## TASK MATERIAL
* * *

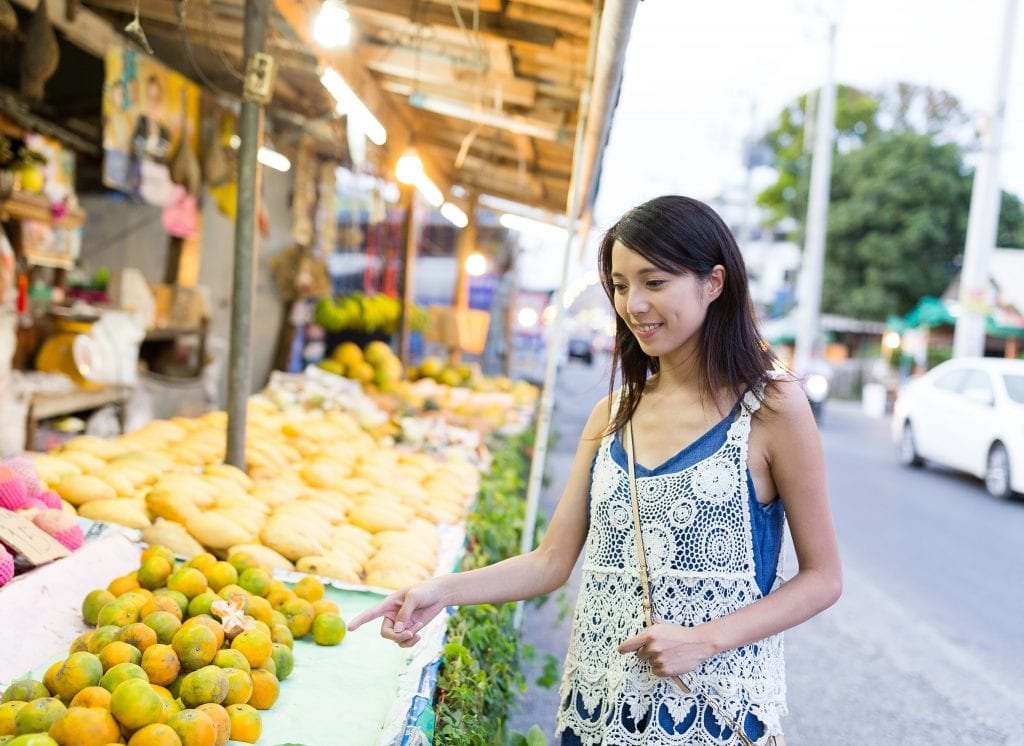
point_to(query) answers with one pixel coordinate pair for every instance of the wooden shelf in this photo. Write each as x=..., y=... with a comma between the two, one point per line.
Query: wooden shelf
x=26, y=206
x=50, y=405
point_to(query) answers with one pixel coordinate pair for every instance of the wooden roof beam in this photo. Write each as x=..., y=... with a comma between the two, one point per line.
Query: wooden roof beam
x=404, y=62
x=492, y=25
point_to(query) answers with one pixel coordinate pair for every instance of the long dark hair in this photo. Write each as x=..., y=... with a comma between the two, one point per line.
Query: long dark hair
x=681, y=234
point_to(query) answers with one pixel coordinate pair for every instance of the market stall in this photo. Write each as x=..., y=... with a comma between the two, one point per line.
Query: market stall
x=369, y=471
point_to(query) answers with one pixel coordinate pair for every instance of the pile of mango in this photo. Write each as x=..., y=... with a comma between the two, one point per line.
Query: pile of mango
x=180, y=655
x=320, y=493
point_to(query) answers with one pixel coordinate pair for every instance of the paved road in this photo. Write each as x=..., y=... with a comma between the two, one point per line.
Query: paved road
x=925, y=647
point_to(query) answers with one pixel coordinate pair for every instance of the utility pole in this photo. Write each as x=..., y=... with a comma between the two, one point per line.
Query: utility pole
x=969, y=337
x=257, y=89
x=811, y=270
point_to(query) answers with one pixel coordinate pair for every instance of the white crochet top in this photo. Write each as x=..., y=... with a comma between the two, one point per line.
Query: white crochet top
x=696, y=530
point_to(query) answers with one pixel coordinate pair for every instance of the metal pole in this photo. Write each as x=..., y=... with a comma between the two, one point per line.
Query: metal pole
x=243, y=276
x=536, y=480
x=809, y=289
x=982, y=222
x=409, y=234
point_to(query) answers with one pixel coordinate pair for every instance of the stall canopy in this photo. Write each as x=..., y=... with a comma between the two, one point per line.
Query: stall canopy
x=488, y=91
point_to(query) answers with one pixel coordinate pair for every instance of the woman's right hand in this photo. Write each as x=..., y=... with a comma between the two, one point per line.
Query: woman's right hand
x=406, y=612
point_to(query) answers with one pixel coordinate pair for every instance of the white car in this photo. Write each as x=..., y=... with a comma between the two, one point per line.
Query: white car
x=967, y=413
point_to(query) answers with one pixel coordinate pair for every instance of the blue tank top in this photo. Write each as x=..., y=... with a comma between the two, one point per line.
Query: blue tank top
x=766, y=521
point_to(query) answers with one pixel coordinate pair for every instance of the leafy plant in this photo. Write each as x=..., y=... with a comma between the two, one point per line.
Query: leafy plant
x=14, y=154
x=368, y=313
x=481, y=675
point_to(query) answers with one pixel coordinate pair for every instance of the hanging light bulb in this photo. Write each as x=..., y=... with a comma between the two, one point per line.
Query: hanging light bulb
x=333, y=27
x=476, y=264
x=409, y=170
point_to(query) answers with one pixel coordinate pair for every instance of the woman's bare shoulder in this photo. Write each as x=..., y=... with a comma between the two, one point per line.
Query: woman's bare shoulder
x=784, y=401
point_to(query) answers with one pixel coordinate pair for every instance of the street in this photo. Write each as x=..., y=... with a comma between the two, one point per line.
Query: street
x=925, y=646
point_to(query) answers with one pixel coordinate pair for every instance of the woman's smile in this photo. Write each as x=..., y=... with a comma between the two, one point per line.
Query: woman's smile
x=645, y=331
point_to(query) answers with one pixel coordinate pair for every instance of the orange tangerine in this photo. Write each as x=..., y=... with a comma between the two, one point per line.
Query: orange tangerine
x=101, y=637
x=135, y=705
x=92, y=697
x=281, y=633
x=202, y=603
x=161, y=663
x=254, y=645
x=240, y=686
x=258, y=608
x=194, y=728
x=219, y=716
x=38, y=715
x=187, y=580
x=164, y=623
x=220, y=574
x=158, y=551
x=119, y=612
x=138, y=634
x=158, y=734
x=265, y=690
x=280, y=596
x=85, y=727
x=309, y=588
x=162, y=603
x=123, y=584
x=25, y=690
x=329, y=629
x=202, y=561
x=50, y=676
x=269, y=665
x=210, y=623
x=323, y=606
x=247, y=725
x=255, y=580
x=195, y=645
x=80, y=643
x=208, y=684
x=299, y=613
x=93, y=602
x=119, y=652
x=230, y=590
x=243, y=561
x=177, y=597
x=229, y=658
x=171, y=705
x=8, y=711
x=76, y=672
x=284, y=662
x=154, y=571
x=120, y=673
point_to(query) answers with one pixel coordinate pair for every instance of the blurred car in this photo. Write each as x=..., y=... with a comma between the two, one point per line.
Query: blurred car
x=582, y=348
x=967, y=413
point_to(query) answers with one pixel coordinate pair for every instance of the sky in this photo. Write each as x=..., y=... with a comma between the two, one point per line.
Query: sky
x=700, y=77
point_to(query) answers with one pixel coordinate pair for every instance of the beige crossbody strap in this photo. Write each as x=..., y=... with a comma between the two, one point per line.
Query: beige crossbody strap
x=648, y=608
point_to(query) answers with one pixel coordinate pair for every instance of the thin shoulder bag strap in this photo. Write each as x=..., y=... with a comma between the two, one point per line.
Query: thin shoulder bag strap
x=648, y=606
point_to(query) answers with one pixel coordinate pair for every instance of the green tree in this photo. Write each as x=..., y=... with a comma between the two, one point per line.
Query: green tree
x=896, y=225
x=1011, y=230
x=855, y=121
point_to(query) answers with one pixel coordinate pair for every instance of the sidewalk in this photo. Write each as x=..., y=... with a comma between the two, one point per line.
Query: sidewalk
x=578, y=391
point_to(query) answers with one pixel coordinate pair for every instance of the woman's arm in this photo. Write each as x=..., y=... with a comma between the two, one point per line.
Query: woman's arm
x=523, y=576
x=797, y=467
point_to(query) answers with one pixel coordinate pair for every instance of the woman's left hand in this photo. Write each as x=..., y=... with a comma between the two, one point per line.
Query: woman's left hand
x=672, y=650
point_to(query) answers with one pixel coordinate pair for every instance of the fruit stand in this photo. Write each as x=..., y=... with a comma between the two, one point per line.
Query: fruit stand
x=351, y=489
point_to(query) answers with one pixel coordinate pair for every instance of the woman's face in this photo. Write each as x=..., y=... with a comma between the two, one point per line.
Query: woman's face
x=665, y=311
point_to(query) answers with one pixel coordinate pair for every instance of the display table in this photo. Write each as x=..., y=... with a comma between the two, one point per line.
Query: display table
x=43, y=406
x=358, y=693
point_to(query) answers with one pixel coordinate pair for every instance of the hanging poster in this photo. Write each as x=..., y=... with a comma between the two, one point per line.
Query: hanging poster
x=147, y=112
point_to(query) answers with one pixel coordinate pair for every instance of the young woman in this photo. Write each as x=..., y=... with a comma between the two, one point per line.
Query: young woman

* * *

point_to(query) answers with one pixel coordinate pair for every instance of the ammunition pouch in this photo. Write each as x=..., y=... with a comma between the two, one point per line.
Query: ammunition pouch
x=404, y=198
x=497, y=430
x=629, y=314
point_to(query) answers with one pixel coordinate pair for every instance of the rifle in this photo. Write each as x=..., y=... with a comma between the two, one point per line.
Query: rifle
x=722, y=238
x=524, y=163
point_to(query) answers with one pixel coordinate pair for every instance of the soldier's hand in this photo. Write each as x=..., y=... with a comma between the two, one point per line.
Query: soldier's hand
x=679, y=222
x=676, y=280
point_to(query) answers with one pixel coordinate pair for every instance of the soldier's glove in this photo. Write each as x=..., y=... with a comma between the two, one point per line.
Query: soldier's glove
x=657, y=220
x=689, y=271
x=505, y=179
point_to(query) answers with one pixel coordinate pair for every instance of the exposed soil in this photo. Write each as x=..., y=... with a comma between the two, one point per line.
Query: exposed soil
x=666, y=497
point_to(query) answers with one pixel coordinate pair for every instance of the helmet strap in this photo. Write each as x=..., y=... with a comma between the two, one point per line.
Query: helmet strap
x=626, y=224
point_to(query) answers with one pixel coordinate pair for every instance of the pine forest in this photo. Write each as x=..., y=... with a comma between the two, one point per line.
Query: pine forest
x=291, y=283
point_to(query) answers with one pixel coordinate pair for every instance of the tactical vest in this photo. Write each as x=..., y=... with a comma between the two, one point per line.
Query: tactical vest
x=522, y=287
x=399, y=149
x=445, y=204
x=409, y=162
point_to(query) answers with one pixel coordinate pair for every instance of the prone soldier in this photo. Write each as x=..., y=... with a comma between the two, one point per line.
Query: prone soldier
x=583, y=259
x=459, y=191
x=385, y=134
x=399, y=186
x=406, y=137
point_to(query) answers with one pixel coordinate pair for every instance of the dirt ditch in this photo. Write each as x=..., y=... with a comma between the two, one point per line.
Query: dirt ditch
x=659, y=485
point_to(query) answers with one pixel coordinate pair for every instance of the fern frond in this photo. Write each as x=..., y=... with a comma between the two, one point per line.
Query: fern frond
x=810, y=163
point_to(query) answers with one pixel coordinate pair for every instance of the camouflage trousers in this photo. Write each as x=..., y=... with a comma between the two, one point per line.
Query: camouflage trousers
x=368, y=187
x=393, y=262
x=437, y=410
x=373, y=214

* * *

Turn the part of the listing that opens with the line containing "the wooden shelf" and closes with the line containing "x=50, y=405" into a two-column CSV with the headers query_text and answer. Give one row for each text and its answer, with each in one quoted field and line breaks changed to spaces.

## SOLVED PROBLEM
query_text,answer
"point_to(query) answers with one pixel coordinate pair for every instance of the wooden shelf in this photo. Write each as x=..., y=... with a comma between the two, one point per line. Query: wooden shelf","x=26, y=206 x=50, y=405"